The task — Convert the material from the line containing "find the background" up to and including the line containing "205,0 -> 350,349" into a two-column CSV with the header input,output, where each row places a text in input and its answer in output. Enclose every field in double quotes and replace any line breaks with spaces.

Data for processing —
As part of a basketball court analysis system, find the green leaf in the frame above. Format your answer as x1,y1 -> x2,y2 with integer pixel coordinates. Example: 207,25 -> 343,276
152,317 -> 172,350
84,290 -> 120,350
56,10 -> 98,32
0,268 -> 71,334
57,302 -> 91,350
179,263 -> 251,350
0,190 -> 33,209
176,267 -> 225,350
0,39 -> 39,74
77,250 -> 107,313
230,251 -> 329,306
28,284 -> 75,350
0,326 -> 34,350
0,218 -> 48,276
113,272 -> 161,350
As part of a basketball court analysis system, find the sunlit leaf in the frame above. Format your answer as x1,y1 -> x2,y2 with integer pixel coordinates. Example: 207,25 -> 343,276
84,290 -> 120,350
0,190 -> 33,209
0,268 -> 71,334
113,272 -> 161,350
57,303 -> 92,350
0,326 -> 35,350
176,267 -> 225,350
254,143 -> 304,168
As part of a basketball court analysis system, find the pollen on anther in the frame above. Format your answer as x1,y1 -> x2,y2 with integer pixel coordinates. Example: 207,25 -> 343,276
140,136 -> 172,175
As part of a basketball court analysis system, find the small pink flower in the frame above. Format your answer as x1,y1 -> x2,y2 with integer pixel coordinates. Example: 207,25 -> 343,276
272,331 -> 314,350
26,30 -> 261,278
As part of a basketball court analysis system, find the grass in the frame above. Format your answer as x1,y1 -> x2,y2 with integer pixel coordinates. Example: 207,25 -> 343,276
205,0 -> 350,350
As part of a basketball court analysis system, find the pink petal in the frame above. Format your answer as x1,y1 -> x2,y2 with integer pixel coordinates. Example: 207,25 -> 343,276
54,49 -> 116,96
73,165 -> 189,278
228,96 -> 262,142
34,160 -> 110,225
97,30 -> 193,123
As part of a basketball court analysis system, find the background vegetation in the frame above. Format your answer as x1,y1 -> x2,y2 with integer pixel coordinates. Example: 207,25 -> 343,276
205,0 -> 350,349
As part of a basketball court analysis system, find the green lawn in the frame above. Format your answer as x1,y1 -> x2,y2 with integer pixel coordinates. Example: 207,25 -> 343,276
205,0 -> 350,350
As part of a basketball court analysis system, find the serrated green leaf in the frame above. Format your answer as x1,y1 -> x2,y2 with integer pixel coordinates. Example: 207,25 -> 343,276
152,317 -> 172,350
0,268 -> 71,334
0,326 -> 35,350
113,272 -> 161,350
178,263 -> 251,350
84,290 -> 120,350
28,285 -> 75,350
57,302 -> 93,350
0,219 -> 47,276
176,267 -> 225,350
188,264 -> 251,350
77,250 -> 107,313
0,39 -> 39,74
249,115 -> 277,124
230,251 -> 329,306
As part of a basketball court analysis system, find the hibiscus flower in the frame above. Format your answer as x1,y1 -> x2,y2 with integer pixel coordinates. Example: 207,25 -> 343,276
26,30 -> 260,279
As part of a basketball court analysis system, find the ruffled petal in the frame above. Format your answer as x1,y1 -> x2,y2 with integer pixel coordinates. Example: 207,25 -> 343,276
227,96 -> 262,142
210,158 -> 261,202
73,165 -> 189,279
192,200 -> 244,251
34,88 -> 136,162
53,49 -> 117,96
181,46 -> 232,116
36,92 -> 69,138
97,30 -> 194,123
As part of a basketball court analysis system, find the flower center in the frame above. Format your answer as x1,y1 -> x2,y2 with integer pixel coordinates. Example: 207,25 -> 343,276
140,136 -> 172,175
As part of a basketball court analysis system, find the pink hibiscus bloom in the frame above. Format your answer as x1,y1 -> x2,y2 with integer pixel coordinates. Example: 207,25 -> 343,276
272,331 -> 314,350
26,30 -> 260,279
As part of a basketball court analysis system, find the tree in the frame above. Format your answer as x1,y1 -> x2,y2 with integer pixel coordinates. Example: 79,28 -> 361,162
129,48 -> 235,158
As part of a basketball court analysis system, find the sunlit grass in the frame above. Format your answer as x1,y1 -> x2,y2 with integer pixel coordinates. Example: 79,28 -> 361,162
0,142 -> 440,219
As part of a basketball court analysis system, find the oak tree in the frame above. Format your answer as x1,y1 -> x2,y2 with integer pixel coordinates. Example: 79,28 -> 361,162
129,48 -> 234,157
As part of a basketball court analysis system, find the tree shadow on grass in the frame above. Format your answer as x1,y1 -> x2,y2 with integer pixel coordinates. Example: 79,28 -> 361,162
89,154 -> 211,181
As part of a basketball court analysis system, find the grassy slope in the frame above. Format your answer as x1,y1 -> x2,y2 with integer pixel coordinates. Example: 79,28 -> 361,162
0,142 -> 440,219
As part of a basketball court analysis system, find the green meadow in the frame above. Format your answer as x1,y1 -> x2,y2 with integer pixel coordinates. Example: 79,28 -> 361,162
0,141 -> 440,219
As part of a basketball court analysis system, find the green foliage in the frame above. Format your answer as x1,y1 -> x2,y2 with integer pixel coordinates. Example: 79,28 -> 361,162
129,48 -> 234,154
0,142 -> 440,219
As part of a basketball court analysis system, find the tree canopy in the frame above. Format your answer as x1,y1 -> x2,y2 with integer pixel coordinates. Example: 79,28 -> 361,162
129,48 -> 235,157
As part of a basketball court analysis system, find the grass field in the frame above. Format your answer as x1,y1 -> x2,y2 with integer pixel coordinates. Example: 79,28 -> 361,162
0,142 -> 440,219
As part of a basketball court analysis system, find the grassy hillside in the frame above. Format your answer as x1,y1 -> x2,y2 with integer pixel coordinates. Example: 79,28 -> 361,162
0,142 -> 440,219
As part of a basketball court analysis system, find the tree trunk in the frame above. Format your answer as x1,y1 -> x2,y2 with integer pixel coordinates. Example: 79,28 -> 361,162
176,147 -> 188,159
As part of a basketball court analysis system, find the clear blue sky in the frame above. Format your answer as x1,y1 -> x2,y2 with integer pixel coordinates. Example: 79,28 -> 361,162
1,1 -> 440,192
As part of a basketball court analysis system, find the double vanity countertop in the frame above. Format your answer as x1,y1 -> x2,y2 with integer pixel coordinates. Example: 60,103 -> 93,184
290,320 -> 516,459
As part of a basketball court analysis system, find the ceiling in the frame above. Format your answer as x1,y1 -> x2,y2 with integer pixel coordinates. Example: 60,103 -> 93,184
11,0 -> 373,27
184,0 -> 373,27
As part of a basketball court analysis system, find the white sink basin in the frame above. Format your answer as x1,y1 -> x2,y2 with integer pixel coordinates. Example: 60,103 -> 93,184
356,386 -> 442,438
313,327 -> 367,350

The solution —
input,output
"As part of a basketball court analysis system, find the background vegetation in the frame above. Format your answer as x1,y1 -> x2,y2 with integer pixel coordinates. Example: 207,25 -> 343,276","205,0 -> 350,349"